§ WHAT IS BEING ASKED
Starting at the first line of the listing below and ending after the line that contains "left=539, top=284, right=624, bottom=354", copy out every line, and shift each pixel coordinate by adding 30 to it.

§ MATERIAL PROVIDED
* * * * *
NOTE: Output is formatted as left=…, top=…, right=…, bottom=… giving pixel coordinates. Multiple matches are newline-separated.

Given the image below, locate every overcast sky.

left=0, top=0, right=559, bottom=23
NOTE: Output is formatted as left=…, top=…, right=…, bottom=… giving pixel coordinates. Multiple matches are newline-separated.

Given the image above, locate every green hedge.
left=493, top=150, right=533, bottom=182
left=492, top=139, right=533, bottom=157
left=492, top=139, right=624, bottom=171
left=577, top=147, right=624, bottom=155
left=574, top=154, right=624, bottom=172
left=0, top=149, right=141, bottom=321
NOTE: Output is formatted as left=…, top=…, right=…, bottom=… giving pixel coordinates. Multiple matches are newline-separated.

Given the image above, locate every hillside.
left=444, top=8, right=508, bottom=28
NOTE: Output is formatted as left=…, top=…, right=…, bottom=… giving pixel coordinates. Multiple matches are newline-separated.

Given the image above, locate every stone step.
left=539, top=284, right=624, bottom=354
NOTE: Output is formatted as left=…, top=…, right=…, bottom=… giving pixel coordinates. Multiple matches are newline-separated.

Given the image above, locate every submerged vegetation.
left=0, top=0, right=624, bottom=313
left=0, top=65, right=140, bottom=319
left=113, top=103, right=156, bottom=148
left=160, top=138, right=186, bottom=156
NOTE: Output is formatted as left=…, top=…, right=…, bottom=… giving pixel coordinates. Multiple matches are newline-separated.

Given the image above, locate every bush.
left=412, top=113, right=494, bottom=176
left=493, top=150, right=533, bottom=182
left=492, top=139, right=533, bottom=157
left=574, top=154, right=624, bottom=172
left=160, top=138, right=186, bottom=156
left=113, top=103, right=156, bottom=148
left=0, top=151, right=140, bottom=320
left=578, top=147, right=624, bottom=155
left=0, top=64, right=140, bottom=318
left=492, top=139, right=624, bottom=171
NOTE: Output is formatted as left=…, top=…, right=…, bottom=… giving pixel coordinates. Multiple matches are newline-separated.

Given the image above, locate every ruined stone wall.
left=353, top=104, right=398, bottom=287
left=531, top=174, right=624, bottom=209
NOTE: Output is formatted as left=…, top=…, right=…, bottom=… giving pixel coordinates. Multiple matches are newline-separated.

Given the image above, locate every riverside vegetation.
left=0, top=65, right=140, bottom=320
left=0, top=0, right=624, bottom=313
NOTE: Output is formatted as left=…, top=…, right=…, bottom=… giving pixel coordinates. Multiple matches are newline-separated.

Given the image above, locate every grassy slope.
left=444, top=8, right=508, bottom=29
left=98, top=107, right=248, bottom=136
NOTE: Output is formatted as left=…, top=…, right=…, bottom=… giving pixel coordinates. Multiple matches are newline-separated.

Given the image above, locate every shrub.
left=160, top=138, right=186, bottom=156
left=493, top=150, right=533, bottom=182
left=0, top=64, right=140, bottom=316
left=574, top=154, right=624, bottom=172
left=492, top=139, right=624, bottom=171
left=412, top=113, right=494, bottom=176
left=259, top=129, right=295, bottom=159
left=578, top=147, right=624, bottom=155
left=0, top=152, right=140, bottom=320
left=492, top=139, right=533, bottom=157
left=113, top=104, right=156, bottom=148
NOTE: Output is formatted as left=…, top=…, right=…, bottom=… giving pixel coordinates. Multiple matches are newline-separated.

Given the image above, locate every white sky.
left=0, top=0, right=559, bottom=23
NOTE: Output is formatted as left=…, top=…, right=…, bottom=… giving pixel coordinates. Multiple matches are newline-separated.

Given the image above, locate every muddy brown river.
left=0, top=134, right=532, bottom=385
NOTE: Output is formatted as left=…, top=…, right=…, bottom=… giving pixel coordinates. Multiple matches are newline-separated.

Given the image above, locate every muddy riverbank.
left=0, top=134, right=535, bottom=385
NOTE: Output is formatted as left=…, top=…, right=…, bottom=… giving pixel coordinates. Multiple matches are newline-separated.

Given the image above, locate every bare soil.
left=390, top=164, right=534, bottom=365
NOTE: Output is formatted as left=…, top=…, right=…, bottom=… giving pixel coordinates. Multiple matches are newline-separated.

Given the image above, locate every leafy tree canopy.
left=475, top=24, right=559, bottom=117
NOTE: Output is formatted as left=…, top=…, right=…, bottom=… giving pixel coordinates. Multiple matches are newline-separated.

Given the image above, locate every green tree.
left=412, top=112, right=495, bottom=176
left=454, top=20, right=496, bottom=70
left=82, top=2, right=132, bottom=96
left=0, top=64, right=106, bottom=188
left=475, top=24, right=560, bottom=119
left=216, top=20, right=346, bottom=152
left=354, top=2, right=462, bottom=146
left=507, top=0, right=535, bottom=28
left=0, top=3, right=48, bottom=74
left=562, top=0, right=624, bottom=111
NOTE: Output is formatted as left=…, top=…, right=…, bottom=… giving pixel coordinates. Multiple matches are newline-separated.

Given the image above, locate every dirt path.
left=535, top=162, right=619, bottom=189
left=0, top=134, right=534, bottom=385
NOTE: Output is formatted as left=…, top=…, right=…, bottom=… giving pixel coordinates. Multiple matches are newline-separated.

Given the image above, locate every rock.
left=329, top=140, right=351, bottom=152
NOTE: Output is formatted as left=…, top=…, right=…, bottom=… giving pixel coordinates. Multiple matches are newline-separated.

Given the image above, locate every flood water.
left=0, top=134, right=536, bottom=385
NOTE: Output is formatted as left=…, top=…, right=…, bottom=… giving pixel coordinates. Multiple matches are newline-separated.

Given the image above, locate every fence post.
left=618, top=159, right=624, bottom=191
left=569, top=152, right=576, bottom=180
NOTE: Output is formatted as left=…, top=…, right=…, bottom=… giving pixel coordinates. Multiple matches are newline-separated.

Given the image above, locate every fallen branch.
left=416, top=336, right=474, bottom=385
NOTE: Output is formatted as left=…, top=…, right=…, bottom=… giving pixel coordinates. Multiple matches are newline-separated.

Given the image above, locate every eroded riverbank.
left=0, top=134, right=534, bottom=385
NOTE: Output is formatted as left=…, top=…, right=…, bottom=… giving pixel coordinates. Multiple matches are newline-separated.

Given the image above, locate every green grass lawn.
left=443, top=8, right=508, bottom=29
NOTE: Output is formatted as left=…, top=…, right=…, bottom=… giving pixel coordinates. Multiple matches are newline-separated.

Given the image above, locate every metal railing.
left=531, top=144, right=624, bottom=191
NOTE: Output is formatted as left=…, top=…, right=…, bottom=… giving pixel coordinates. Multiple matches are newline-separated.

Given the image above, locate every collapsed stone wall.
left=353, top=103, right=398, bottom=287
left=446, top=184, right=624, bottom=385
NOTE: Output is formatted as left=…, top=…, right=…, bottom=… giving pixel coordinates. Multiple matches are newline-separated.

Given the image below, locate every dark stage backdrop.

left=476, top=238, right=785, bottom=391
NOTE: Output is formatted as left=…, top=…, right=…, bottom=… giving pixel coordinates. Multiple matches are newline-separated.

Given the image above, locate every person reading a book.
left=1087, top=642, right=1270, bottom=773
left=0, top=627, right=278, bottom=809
* * * * *
§ RESPONSE TO THIS TASK
NOTE: Output is formatted as left=…, top=…, right=…, bottom=… giving pixel coordinates. Multiple matches are newline-separated.

Given the image below, locate every overcast sky.

left=30, top=30, right=589, bottom=53
NOTE: Output is formatted as left=…, top=…, right=…, bottom=… giving pixel coordinates. Multiple matches are newline-separated.

Given the image above, locate every green hedge.
left=523, top=180, right=563, bottom=212
left=522, top=169, right=563, bottom=187
left=522, top=169, right=654, bottom=201
left=607, top=177, right=654, bottom=185
left=604, top=184, right=654, bottom=202
left=30, top=179, right=171, bottom=351
NOTE: Output is formatted as left=…, top=…, right=…, bottom=… giving pixel coordinates. Multiple matches are newline-separated.

Given the image above, locate every hillside.
left=474, top=38, right=538, bottom=58
NOTE: Output is formatted as left=…, top=…, right=…, bottom=… giving pixel coordinates. Multiple matches are newline-separated.

Given the image above, locate every stone step.
left=569, top=314, right=654, bottom=384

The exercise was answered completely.